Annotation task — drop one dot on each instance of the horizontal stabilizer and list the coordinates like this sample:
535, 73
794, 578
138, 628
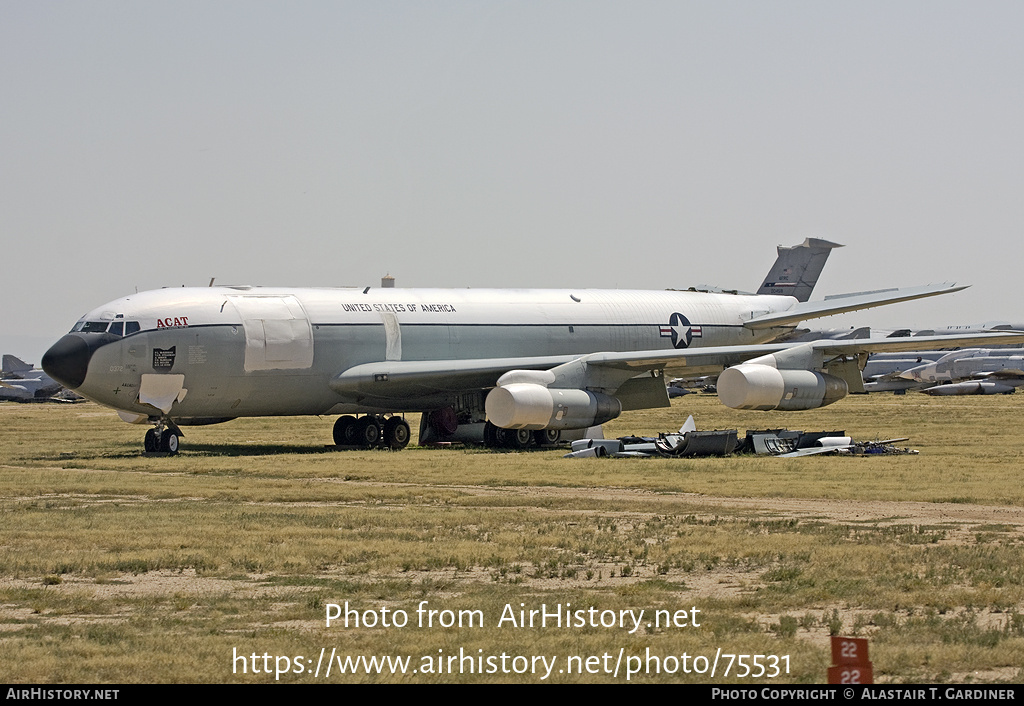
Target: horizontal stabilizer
813, 309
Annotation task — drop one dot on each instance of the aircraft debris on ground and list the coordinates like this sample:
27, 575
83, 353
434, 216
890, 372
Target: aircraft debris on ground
688, 443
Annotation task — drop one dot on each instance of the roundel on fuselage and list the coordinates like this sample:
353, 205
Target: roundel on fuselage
681, 331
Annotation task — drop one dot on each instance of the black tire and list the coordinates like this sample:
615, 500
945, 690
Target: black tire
150, 442
518, 440
368, 431
396, 433
547, 437
343, 430
169, 442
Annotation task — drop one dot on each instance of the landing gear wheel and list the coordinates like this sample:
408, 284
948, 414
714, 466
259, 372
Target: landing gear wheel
368, 431
547, 437
396, 433
518, 440
169, 442
343, 430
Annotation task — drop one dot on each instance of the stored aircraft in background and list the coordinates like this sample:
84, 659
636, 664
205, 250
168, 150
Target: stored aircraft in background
23, 381
971, 371
508, 367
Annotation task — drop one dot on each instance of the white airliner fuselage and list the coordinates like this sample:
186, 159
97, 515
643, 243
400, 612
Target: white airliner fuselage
262, 351
478, 362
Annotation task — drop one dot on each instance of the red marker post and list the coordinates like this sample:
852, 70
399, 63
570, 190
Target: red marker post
850, 663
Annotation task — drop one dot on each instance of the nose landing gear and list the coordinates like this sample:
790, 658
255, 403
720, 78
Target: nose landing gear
164, 438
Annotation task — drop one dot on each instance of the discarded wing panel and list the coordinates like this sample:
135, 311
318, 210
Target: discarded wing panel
688, 443
721, 443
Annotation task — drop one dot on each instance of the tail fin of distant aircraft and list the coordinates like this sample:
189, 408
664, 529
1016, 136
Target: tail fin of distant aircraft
797, 268
13, 364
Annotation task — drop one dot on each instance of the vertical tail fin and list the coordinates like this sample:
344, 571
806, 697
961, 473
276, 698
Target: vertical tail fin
797, 268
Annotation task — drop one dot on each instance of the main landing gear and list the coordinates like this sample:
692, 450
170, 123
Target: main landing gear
518, 440
372, 431
164, 438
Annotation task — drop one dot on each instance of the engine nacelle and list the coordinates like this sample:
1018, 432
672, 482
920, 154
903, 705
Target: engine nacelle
752, 386
529, 406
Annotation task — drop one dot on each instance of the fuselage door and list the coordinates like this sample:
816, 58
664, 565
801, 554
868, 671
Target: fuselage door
278, 332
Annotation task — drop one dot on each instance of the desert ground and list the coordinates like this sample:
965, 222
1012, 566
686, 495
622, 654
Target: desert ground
222, 564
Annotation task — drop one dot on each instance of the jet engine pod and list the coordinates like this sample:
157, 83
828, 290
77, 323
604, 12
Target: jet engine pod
528, 406
751, 386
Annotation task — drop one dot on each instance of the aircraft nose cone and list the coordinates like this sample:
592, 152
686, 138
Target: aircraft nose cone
68, 361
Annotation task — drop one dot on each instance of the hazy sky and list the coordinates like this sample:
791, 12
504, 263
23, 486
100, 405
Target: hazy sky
577, 143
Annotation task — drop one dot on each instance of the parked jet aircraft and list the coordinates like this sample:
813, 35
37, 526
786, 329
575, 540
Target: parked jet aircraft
19, 380
972, 371
527, 361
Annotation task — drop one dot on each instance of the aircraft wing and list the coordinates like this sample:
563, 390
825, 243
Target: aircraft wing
411, 379
848, 302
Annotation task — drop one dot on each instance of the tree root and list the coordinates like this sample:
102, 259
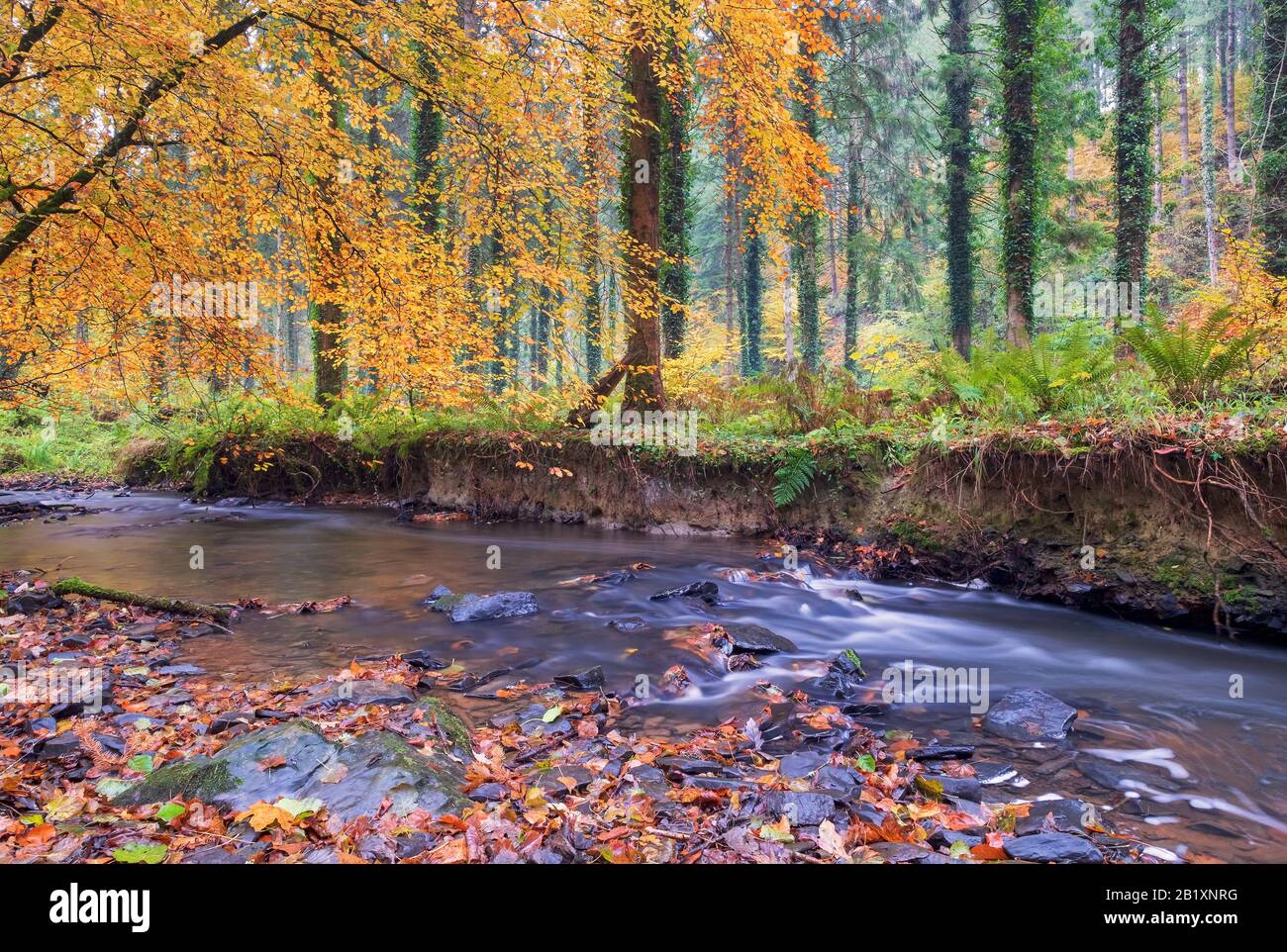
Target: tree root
180, 606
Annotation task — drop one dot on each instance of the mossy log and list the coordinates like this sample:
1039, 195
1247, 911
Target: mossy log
176, 606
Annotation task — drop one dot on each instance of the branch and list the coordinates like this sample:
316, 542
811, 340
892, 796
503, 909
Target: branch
124, 138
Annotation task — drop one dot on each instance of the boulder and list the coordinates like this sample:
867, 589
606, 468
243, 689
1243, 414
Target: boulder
754, 639
1030, 715
351, 777
706, 591
472, 608
1053, 848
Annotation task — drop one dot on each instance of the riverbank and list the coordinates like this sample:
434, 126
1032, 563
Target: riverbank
133, 755
1182, 532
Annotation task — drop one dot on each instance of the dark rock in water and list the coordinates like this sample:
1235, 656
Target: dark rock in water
588, 680
801, 763
351, 779
489, 793
230, 719
990, 772
843, 680
799, 809
753, 639
439, 592
358, 693
423, 659
1030, 715
490, 606
1062, 813
27, 603
843, 780
1053, 848
180, 670
957, 788
706, 591
629, 624
940, 751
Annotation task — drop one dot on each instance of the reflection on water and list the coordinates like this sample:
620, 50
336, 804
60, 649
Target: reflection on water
1193, 768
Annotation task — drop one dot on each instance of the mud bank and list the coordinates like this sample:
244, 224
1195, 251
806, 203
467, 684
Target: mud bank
1152, 532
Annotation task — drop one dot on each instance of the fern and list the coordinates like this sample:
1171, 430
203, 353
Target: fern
794, 476
1192, 360
1056, 371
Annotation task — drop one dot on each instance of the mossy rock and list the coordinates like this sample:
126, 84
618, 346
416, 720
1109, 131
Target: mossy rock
351, 776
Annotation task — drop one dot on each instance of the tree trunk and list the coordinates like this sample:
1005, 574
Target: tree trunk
1209, 150
960, 257
1272, 171
1182, 81
642, 363
1134, 127
1020, 187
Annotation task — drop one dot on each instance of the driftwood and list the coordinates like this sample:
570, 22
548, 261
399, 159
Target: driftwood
176, 606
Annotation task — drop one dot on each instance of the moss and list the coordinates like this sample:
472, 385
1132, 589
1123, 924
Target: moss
451, 725
197, 777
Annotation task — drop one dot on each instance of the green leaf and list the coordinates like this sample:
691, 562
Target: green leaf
149, 853
170, 810
299, 809
111, 788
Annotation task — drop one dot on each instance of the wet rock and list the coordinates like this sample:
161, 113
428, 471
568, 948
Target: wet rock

What is expected »
Copy all of the rows above without changing a character, and leave the pictures out.

Response below »
Annotation task — drop one dot on each instance of the horizontal stabilizer and list the coordinates like this sample:
535, 73
794, 578
138, 628
Target: horizontal stabilizer
813, 309
Annotation task — drop one dot on each instance of the aircraft debris on ground and list the coordinates like this sample:
27, 575
83, 353
434, 216
890, 372
Target: aircraft debris on ground
688, 443
Annotation task — drop one dot on each instance of the roundel on fuselage and list the coordinates like this sample:
353, 205
Target: roundel on fuselage
681, 331
Annotation task — drop one dot on each instance of the black tire and list the coordinates like this sample:
615, 500
945, 690
Target: black tire
150, 442
518, 440
368, 431
396, 433
547, 437
343, 430
169, 442
Annotation task — drop one dot on each instance of the landing gear wheel and list the coordinates like this sample:
408, 284
948, 414
714, 466
259, 372
Target: landing gear wheel
368, 431
547, 437
396, 433
518, 440
169, 442
343, 430
Annotation task — drop one dot on each instance of the stored aircraft in background and list the coordinates like this sample:
84, 659
636, 664
205, 250
168, 150
Target: stored aircraft in background
23, 381
971, 371
508, 367
Annotation task — drop one dot on each instance of the white airliner fuselage and list the coordinates like this sample:
186, 159
97, 515
643, 243
400, 612
Target: white airliner fuselage
262, 351
478, 362
Annotation task — drop one dot on each instance of the red marker post and list the coordinates like this sample:
852, 70
399, 63
570, 190
Target: red marker post
850, 663
Annotation task — drop one dot on each instance of the nose landing gear and list the coordinates like this sample:
790, 658
255, 403
720, 78
Target: nose landing gear
164, 438
Annotation task — drop one dot on each instance of the discarded wing panel and list the coordinates like this sample:
135, 311
318, 210
Target: discarded wing panel
688, 443
721, 443
Annotation task — drop one dot on each instance of the tail fin of distant aircraft and list the coordinates like this sample:
189, 408
664, 529
1016, 136
Target: tail fin of distant aircraft
797, 268
13, 364
Annotation task — drop one dot on each instance of the vertical tail fin and list the coordinates like this sample:
344, 571
806, 697
961, 473
276, 698
Target: vertical tail fin
797, 268
Annotation task — drop one dot on each instance of the main landing gear and list the coordinates like this sample:
692, 450
170, 123
Target: main landing gear
518, 440
372, 431
164, 438
Annotation task — drop one dot on each instance of the engine nacelle and list the coordinates like this sample:
1018, 432
672, 482
920, 154
903, 705
Target: engine nacelle
752, 386
529, 406
Annotation task — drop one dot on each instance of the fuselage door and list the coordinates like this sample:
816, 58
664, 565
801, 554
868, 671
Target: fuselage door
278, 332
Annotation task — drop one dot on each instance of the desert ground and list the coordinates like this sample:
965, 222
1012, 566
686, 495
622, 654
Target: desert ground
222, 564
Annotation task — drop one dot on each instance of the jet engine pod and list the coordinates like this sample:
157, 83
828, 290
77, 323
604, 12
Target: jet engine pod
528, 406
751, 386
Annotation task — drop one dot on each instance of the aircraft nose cone and list the coordinates like this sample:
592, 152
686, 138
Target: aircraft nose cone
68, 361
Annotation task — drop one dot on each instance of the hazy sky and list the coordinates like this sample:
791, 12
504, 263
23, 486
100, 405
Target: hazy sky
577, 143
Annotation task — drop one dot on each instance of the parked jet aircraft and list the coordinates like this sample:
813, 35
37, 526
786, 329
575, 540
Target: parked jet aircraft
19, 380
972, 371
527, 361
Annotation task — drop one dot on each instance of the aircraft wing and list the coordinates like this sample:
563, 390
825, 243
Target: aircraft wing
411, 379
848, 302
Annotation task — drop one dot on each instance of the tree root and list the coordinates like this sample:
102, 259
Target: tree root
180, 606
Annotation task — drop one dot on each instance of the mossy log and list the coordinates like this sample:
1039, 195
1247, 911
Target: mossy log
176, 606
Annotation task — drop one dot on each instance of the branch and list the coordinates like this sample:
316, 542
811, 340
892, 796
503, 909
Target: branch
124, 138
Annotation task — drop one dot on each instance of the boulder and list the coordinates like this sample:
867, 589
606, 468
243, 689
1243, 414
Target: boulder
754, 639
1030, 715
351, 777
706, 591
472, 608
1053, 848
Annotation task — drop one dot on each instance of the riverbank and list the coordinates like this sample:
434, 126
1032, 563
Target: riverbank
133, 755
1182, 532
Annotation task — drop one dot on each instance of the dark rock in water and list the coordinates like this sample:
1235, 656
Target: dark rock in water
588, 680
801, 763
351, 779
489, 793
230, 719
990, 772
843, 680
799, 809
753, 639
439, 592
358, 693
423, 659
1030, 715
490, 606
1062, 813
27, 603
843, 780
1053, 848
180, 670
957, 788
706, 591
629, 624
940, 751
Annotation task — drop one dot on each instance of the reflection on water and list the coordinates like this sample:
620, 50
336, 804
60, 649
Target: reflection on water
1193, 768
Annotation task — drop one dot on each instance of the mud bank and list the coordinates like this sample:
244, 224
1195, 251
806, 203
467, 684
Target: mud bank
1152, 532
Annotation task — drop one dot on each instance of the fern and list the coordinates like this sample:
1171, 430
203, 353
Target: fern
794, 476
1192, 360
1056, 371
Annotation task — drop one dot on each instance of the mossy rock and list the coordinates like this sample:
126, 84
618, 346
416, 720
1109, 131
Target: mossy rock
351, 776
Annotation task — drop one dot on each instance of the tree trunk and list the coordinates like this sample:
1005, 574
Target: tree trunk
1209, 150
960, 257
1272, 171
1182, 81
642, 363
1134, 127
1020, 187
Annotation task — drop one dot on each instance of the driftwood and list the coordinates like this sample:
570, 22
548, 261
399, 159
Target: driftwood
176, 606
Annotation task — drop one dot on each instance of the moss and list the coordinates like this sample:
472, 385
1132, 589
1123, 924
Target: moss
451, 725
197, 777
Annotation task — drop one dot on each instance of the green leaf and list the coordinates like this sample:
691, 562
Target: green leaf
149, 853
170, 810
299, 809
111, 788
Annotation task — drop one dot on each instance of the wet rock and list the coordinates like this sample:
161, 113
428, 471
568, 948
Target: wet rock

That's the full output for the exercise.